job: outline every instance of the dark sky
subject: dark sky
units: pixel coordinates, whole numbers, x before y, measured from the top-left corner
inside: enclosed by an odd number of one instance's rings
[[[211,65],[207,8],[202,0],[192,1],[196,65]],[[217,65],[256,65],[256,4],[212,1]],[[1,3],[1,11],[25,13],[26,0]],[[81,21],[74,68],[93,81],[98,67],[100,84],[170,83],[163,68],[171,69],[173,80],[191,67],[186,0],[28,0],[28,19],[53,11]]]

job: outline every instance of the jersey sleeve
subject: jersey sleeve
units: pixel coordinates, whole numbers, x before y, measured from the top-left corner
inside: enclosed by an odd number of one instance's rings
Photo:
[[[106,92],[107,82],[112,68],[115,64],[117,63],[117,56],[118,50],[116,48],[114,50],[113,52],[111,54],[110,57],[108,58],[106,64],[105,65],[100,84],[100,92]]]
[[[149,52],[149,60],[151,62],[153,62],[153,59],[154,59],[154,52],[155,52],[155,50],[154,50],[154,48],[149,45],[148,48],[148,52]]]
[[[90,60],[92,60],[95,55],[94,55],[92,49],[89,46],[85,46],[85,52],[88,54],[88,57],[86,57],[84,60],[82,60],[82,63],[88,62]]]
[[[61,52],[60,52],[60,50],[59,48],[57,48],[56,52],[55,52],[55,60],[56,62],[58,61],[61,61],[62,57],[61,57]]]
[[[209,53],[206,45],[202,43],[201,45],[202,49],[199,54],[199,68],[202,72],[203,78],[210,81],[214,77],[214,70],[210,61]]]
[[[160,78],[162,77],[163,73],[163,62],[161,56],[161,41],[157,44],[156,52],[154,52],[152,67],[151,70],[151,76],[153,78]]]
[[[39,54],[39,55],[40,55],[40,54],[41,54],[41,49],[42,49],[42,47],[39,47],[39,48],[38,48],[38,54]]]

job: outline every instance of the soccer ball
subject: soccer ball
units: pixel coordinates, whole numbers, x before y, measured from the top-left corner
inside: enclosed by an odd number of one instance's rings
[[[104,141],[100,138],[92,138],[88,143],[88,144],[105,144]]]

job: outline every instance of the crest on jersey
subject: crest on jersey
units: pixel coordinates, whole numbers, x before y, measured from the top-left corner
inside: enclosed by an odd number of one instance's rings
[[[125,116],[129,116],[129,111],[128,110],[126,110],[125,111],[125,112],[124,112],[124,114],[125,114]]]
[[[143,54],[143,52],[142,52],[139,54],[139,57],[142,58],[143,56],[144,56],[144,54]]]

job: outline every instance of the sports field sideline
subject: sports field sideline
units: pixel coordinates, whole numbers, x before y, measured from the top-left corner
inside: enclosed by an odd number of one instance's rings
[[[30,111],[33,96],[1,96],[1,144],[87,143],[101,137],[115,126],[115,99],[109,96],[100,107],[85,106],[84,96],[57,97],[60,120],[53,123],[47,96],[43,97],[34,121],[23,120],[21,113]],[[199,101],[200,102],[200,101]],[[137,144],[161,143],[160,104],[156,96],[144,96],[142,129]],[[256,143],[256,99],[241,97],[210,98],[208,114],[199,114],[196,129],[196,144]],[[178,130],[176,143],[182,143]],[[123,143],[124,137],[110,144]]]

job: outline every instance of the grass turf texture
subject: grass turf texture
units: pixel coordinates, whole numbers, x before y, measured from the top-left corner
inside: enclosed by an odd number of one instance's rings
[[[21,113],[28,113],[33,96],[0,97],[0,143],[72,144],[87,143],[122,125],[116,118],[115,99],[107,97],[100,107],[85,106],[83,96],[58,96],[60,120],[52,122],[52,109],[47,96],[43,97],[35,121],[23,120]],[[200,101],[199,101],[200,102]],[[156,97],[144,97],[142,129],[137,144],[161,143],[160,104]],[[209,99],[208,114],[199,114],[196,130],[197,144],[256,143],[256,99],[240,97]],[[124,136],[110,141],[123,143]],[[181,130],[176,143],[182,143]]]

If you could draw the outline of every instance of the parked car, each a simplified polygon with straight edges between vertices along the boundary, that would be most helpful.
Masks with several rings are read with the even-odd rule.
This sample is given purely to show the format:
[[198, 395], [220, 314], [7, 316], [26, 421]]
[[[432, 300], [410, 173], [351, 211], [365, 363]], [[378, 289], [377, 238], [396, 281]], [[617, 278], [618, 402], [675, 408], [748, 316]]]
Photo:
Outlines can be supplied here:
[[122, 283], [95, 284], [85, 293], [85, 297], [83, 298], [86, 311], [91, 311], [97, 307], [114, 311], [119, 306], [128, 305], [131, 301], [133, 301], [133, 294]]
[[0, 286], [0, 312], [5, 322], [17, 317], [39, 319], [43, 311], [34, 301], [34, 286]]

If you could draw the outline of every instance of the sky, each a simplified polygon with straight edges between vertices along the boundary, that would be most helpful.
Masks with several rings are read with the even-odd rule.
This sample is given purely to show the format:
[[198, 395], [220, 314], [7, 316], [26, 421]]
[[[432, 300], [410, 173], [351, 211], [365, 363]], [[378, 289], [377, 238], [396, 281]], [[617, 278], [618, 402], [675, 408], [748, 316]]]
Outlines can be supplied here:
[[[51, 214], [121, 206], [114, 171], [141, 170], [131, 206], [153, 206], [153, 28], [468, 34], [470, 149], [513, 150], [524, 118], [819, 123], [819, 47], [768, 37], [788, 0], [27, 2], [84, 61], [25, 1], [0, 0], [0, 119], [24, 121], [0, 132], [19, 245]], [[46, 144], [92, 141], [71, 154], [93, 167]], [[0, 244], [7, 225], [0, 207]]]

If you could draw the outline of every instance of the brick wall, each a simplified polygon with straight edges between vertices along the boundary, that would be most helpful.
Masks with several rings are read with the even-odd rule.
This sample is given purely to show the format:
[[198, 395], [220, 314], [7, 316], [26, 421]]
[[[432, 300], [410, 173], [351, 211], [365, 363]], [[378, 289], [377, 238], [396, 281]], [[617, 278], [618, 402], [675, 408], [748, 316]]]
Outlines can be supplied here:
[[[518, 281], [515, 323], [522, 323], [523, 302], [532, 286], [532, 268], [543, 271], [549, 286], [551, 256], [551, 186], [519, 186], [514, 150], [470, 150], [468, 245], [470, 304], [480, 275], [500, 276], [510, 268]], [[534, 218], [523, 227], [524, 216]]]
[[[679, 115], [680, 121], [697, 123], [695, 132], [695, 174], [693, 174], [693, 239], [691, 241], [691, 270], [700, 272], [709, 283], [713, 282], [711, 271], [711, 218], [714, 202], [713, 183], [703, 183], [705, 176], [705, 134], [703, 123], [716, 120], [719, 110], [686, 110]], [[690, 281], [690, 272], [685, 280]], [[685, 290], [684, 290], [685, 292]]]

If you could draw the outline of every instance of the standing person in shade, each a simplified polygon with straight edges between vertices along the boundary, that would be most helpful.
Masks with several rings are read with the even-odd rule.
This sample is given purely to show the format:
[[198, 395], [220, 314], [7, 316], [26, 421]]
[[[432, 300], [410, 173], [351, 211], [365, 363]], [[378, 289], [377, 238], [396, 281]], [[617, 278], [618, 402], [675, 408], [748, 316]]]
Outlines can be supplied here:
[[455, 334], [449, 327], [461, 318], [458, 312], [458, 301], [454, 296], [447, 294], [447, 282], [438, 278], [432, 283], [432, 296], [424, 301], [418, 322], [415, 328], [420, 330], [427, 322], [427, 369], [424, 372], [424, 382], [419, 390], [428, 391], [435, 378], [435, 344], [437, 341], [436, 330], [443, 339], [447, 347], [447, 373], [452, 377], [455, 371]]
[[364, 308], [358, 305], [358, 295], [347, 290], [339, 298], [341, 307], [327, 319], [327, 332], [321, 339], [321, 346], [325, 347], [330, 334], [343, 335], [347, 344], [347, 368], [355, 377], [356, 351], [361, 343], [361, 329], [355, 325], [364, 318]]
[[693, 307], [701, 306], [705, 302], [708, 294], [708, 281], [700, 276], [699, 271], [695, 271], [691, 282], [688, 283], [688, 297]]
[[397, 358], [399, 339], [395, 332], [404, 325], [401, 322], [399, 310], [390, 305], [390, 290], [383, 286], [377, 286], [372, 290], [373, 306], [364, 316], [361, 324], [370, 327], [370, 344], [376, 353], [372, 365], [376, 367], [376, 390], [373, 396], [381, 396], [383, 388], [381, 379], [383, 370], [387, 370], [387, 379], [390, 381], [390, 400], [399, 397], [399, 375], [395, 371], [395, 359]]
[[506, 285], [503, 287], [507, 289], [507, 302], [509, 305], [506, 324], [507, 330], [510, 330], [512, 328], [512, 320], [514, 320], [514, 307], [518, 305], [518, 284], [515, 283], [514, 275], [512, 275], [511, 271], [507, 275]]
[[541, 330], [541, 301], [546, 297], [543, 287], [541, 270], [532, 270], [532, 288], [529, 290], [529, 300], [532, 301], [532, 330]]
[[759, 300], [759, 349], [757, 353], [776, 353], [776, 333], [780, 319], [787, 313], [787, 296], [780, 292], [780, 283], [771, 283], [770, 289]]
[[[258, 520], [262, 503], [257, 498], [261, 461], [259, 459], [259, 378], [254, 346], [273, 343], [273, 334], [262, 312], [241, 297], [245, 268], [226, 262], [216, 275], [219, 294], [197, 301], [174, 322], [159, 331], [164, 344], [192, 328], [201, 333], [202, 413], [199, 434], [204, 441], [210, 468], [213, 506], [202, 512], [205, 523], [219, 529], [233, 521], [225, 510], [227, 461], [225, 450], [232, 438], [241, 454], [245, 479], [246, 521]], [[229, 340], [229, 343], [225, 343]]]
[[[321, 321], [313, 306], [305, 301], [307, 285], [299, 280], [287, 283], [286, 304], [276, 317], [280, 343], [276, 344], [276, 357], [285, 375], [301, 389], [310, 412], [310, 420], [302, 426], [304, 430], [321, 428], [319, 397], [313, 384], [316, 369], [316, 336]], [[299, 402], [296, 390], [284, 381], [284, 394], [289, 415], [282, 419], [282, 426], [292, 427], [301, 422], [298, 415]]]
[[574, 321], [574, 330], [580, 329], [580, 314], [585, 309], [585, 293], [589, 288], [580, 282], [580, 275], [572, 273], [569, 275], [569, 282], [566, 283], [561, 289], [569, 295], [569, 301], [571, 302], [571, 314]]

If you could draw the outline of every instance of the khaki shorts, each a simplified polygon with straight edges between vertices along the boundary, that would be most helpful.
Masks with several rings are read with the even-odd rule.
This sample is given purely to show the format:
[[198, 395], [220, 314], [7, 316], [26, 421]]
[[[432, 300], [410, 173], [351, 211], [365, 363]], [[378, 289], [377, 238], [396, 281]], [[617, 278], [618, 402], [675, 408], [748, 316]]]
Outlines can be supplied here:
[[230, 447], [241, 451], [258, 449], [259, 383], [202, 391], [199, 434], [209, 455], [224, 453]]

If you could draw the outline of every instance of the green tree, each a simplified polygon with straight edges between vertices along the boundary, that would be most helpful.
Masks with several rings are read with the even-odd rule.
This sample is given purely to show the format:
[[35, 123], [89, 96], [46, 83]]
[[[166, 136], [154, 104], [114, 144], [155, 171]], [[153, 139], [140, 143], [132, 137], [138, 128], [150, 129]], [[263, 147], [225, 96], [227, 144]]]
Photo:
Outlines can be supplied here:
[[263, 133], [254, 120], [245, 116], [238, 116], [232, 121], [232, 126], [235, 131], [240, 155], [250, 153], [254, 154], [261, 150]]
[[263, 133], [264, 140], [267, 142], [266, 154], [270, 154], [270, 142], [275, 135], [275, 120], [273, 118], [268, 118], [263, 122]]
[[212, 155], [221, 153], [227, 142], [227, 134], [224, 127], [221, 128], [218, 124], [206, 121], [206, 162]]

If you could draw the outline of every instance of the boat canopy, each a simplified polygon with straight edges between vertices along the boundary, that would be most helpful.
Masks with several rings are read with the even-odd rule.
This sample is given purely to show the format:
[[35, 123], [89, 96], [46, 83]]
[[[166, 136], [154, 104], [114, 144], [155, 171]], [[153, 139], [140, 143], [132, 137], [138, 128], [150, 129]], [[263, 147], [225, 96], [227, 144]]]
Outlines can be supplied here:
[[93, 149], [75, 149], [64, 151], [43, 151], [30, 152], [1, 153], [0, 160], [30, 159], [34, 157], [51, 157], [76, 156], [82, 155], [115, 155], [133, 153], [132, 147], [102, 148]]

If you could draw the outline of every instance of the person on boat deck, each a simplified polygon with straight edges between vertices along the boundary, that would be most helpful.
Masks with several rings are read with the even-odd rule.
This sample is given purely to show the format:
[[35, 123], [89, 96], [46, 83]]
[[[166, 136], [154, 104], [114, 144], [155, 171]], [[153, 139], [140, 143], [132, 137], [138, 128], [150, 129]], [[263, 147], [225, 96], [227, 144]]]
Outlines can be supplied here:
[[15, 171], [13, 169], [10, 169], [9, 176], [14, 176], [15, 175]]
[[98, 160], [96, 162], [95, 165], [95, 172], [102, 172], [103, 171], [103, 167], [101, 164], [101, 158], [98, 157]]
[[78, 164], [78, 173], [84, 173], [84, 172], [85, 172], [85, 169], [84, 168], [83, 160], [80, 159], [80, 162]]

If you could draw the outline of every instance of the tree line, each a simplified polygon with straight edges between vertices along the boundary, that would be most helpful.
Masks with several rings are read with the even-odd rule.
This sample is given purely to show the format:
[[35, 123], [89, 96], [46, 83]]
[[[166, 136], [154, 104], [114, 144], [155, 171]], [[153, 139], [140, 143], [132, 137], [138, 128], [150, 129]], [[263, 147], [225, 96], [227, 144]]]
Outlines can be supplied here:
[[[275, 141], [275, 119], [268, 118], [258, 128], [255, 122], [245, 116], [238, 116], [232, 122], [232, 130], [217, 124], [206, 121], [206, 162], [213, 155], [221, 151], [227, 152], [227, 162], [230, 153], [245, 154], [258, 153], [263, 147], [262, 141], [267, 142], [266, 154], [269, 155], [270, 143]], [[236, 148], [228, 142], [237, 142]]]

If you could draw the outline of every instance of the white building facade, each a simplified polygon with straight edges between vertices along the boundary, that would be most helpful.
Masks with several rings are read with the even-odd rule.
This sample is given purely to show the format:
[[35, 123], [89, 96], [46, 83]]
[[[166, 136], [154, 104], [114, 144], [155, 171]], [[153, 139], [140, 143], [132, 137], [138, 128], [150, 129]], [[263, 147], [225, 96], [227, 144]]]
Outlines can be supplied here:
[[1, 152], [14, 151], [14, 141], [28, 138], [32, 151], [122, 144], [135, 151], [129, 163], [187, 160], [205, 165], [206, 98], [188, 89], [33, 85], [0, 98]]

-------------------------

:: SHORT TASK ::
Switch "simplified" to "rough" in the lines starting with the line with "the sky, each" and going on through the line with "225], [0, 207]]]". Give only those lines again, with nothing else changed.

:: OUTPUT FOR THIS EXERCISE ::
If you could draw the outline of every instance of the sky, each a rough polygon with straight edges between vertices along the boundary, that would be most helpful.
Masks with several rings are read with the even-odd rule.
This sample is given purely to show the format:
[[198, 395], [220, 314], [7, 316], [26, 421]]
[[[432, 300], [410, 173], [351, 211], [365, 363]], [[378, 289], [377, 238], [396, 281]], [[617, 278], [618, 402], [675, 408], [748, 316]]]
Outlines can be supplied here:
[[[51, 214], [121, 206], [114, 171], [141, 170], [131, 206], [153, 206], [153, 28], [468, 34], [470, 149], [513, 150], [524, 118], [819, 123], [819, 47], [768, 37], [788, 0], [27, 2], [84, 61], [25, 1], [0, 0], [0, 119], [24, 121], [0, 132], [19, 245]], [[46, 144], [92, 141], [71, 154], [93, 167]], [[0, 244], [7, 225], [0, 207]]]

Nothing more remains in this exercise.